-- start Document section --
- Logo of the JELC
- Classification: Protestant
- Orientation: Lutheran
- Leader: The Rev. Sumiyuki Watanabe
- Associations: Lutheran World Federation, Asian Lutheran Communion, National Christian Council in Japan, Christian Conference of Asia, World Council of Churches
- Region: Japan
- Origin: 1898 Kumamoto, Kumamoto, Japan
- Congregations: 122
- Members: 21,990 baptized
- Official website: www.jelc.or.jp

= Japan Evangelical Lutheran Church =

The Japan Evangelical Lutheran Church (日本福音ルーテル教会, Nihon Fukuin Rūteru Kyōkai) or JELC is a Lutheran church in Japan. It currently has approximately 21,990 baptized members in 122 congregations nationwide.

The current president of the JELC is the Rev Sumiyuki Watanabe.

==History==
===Early history===
The beginnings of the JELC go back to 1892 when the first missionaries to Japan were sent by the United Synod of the South, a predecessor of the Lutheran Church in America, arrived in Yokohama. The first worship service in Japan was observed on Easter Sunday of 1893 in the city of Saga on the island of Kyūshū under the leadership of James Augustin Brown Scherer and R. B. Peery assisted by a Japanese co-worker, Ryohei Yamanouchi.

The first 16 believers were baptised within the first 2 years of the work and by 1898, the JELC was organized with 60 baptised members with the city of Kumamoto becoming the center of Japanese Lutheranism. The first expatriate workers were soon joined by missionaries from the American Danish Lutheran Church (1898) and Finland (1900). The first church building was also consecrated in the city of Saga in 1900.

In 1909, the Lutheran Theological Seminary was established in Kumamoto to train national workers and by 1920 congregations were being established in major cities like Tokyo, Osaka, and Kobe. In 1925, the Lutheran Theological Seminary was transferred to Nakano, Tokyo.

===Second World War===
Shortly before the outbreak of the Second World War, the United Church of Christ in Japan (日本キリスト教団, Nihon Kirisuto Kyoudan) (UCCJ) was formed under state pressure and all Protestant denominations were forced to merge with this new body. All foreign missionaries were expelled from the country and some churches were closed in this period. The JELC ceased to exist and only reconstituted themselves upon the end of the war.

===Post war period===
The end of the Second World War saw an influx of foreign missionaries, particularly from the United States. As many as 12 different Lutheran denominations and mission societies established work in Japan. Former Lutheran members from the UCCJ met in Kamamoto in 1947 and decided to withdraw from the UCCJ and re-establish the JELC.

The JELC worked in close cooperation with many of the mission agencies and in 1963, the Tokai Lutheran Mission of the Evangelical Lutheran Church merged with the JELC. In 1969, the Lutheran Theological Seminary was moved to Mitaka, Tokyo and in the same year the JELC embarked on a 5-year plan to achieve self-sufficiency and by 1974, the goals set forth had generally been achieved.

===Current developments===
In 1993, a Mission Centennial Assembly was held in Kumamoto. Despite having a comparatively small membership with most congregations having less than 50 members, the JELC has sent successive missionaries to serve among Japanese immigrants in Brazil, serving with the Evangelical Church of the Lutheran Confession in Brazil, as well as to the United States among expatriate Japanese.
-- end Document section --
-- start Entries shown --
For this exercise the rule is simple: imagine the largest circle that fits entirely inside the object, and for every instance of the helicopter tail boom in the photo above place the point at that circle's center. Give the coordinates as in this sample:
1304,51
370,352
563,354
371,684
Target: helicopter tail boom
-- end Entries shown --
▸ Exercise objective
According to the Japan Evangelical Lutheran Church article, in which city and year was the first church building consecrated? Please rely only on the Japan Evangelical Lutheran Church article, not the records.

▸ Written response
Saga, in 1900.